Work to complete »
Every line between the top of the data below and the line with "object_class: navy knit turtleneck", both ends included, must be retyped exactly.

Referring expression grounding data:
....................

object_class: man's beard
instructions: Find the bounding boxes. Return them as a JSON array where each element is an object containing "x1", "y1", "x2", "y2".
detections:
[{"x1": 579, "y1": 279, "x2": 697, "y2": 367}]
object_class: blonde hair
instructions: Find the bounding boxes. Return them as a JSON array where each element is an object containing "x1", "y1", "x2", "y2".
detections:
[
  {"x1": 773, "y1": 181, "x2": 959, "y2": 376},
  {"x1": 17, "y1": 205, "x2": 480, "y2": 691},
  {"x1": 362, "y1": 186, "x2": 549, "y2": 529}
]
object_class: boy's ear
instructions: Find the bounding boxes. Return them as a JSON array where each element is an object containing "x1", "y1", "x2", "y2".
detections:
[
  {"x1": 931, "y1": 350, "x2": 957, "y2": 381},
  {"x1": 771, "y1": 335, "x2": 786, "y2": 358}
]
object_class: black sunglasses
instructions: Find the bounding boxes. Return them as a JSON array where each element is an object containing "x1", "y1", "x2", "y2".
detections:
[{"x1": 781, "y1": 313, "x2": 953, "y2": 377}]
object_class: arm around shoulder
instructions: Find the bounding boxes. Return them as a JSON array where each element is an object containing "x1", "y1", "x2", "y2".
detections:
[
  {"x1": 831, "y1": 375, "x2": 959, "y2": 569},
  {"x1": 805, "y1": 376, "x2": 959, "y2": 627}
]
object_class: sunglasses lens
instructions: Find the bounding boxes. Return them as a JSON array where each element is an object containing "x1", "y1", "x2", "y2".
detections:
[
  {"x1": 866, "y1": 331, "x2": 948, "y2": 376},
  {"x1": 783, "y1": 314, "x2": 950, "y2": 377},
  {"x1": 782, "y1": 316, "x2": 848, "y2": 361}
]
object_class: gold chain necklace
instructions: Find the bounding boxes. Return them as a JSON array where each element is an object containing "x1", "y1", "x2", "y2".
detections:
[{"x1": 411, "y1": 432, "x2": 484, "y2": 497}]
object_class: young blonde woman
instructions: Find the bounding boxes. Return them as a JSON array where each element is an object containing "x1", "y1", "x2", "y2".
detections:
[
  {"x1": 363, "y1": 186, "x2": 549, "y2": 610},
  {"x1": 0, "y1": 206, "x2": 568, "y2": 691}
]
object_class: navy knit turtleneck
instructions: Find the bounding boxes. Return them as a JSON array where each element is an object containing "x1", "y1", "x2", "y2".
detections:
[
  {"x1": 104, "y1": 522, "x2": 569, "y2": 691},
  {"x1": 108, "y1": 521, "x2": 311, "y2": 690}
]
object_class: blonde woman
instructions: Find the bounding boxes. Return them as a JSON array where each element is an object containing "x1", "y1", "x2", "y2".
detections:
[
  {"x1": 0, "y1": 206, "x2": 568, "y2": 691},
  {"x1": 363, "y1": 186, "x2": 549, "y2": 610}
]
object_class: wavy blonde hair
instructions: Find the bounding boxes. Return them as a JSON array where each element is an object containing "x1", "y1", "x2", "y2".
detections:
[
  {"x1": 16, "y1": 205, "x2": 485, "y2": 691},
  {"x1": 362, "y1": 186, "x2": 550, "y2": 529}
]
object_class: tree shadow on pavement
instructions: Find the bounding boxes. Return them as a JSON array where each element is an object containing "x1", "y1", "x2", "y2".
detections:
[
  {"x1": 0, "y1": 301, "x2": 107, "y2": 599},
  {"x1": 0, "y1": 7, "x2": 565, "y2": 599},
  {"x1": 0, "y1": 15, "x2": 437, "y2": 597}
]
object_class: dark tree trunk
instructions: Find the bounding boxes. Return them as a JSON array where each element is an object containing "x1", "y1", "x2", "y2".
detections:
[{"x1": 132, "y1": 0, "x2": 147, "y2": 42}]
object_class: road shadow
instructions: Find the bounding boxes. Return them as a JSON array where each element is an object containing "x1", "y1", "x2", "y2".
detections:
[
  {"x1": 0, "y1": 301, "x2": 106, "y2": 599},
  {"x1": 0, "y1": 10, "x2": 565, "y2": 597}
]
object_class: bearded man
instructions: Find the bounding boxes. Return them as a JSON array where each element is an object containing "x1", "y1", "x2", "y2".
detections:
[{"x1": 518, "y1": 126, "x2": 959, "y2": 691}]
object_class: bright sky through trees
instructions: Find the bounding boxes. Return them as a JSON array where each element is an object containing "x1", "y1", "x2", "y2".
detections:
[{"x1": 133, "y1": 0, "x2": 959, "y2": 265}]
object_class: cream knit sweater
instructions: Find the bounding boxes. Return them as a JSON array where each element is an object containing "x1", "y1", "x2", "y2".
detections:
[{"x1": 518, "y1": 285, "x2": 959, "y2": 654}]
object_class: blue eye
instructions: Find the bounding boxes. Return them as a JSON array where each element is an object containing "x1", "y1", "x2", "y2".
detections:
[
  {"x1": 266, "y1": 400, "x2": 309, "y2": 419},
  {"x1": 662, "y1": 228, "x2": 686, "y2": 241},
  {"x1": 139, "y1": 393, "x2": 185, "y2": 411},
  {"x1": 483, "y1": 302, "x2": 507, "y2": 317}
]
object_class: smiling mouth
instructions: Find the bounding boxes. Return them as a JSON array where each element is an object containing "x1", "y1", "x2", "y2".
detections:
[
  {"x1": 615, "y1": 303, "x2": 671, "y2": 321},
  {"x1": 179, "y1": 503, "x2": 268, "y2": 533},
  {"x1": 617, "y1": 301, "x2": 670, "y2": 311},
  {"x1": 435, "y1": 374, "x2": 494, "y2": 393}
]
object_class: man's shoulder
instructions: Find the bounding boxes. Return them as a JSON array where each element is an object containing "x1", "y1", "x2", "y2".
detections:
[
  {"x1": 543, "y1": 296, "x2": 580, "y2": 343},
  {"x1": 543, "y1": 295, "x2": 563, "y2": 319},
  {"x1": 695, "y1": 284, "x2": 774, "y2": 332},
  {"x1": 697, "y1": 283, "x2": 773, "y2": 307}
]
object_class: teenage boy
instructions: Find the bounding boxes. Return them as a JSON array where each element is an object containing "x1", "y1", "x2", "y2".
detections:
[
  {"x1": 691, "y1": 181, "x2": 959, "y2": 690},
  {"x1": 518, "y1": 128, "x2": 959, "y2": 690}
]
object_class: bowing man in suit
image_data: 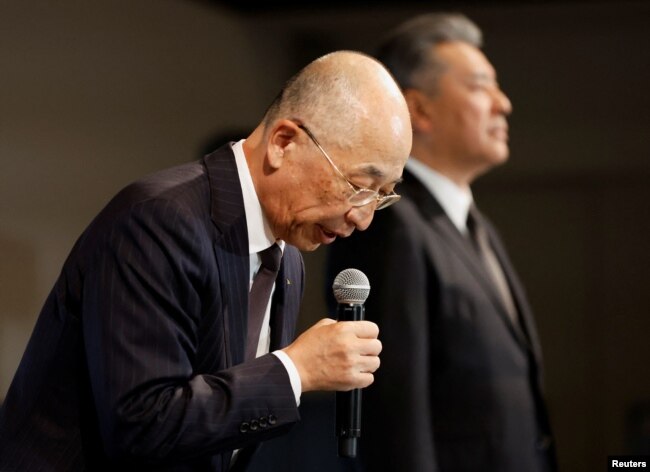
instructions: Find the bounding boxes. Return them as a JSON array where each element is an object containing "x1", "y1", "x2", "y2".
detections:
[
  {"x1": 327, "y1": 14, "x2": 558, "y2": 472},
  {"x1": 0, "y1": 50, "x2": 412, "y2": 471}
]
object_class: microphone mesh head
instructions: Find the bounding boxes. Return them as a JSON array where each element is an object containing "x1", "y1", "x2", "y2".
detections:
[{"x1": 332, "y1": 268, "x2": 370, "y2": 304}]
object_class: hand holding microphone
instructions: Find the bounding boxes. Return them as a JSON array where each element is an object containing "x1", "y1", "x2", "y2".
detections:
[
  {"x1": 332, "y1": 268, "x2": 371, "y2": 458},
  {"x1": 280, "y1": 268, "x2": 379, "y2": 392},
  {"x1": 281, "y1": 269, "x2": 376, "y2": 458}
]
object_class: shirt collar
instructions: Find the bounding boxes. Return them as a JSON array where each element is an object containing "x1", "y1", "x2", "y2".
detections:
[
  {"x1": 232, "y1": 139, "x2": 285, "y2": 254},
  {"x1": 405, "y1": 157, "x2": 473, "y2": 235}
]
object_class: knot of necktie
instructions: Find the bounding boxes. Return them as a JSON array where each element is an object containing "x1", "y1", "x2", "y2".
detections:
[{"x1": 466, "y1": 205, "x2": 484, "y2": 247}]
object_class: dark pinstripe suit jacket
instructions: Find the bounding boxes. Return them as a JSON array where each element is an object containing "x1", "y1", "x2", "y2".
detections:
[
  {"x1": 327, "y1": 169, "x2": 557, "y2": 472},
  {"x1": 0, "y1": 145, "x2": 305, "y2": 471}
]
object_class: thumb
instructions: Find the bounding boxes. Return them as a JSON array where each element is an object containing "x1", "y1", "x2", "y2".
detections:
[{"x1": 314, "y1": 317, "x2": 337, "y2": 327}]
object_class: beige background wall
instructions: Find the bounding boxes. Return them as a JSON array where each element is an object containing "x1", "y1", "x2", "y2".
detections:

....................

Answer box »
object_class: man's beard
instructions: Find the bounding boxes. Return them as a JSON array where each element is an object containing "x1", "y1", "x2", "y2".
detections:
[{"x1": 579, "y1": 279, "x2": 697, "y2": 367}]
object_class: blonde hair
instructions: Find the bounding boxes. Return them as a JSON array where each element is an object containing "x1", "y1", "x2", "y2".
detections:
[
  {"x1": 773, "y1": 181, "x2": 959, "y2": 376},
  {"x1": 17, "y1": 205, "x2": 480, "y2": 691},
  {"x1": 362, "y1": 186, "x2": 549, "y2": 529}
]
object_class: boy's ear
instructions: Find the bounding boxes. Return them as a JSON array where each element is an object containing "x1", "y1", "x2", "y2".
detections:
[
  {"x1": 931, "y1": 350, "x2": 957, "y2": 381},
  {"x1": 771, "y1": 335, "x2": 786, "y2": 358}
]
object_class: black sunglasses
instructions: Find the bounding boxes. Return them as a JSON array where each element is an object containing "x1", "y1", "x2", "y2".
detections:
[{"x1": 781, "y1": 313, "x2": 953, "y2": 377}]
object_class: arm around shoulder
instructions: Find the bounding boxes. Return them as a JSON array where each element is an object containing "x1", "y1", "x2", "y2".
detections:
[
  {"x1": 831, "y1": 375, "x2": 959, "y2": 569},
  {"x1": 805, "y1": 376, "x2": 959, "y2": 627}
]
object_class: sunglasses lens
instructions: Find the bounding boxes. Return them as a JSON array where each element is an object containing "x1", "y1", "x2", "y2".
detections:
[
  {"x1": 866, "y1": 331, "x2": 948, "y2": 376},
  {"x1": 783, "y1": 314, "x2": 950, "y2": 377},
  {"x1": 782, "y1": 316, "x2": 848, "y2": 361}
]
object_class: gold chain necklace
instructions: Find the bounding boxes. Return them as a JSON array where each element is an object containing "x1", "y1", "x2", "y2".
detections:
[{"x1": 411, "y1": 432, "x2": 484, "y2": 497}]
object_class: young blonde woman
instructions: Find the bounding boxes. Return them as a JSON array where each element is an object containing "x1", "y1", "x2", "y2".
detections:
[
  {"x1": 363, "y1": 186, "x2": 549, "y2": 610},
  {"x1": 0, "y1": 206, "x2": 568, "y2": 691}
]
object_class: navy knit turtleneck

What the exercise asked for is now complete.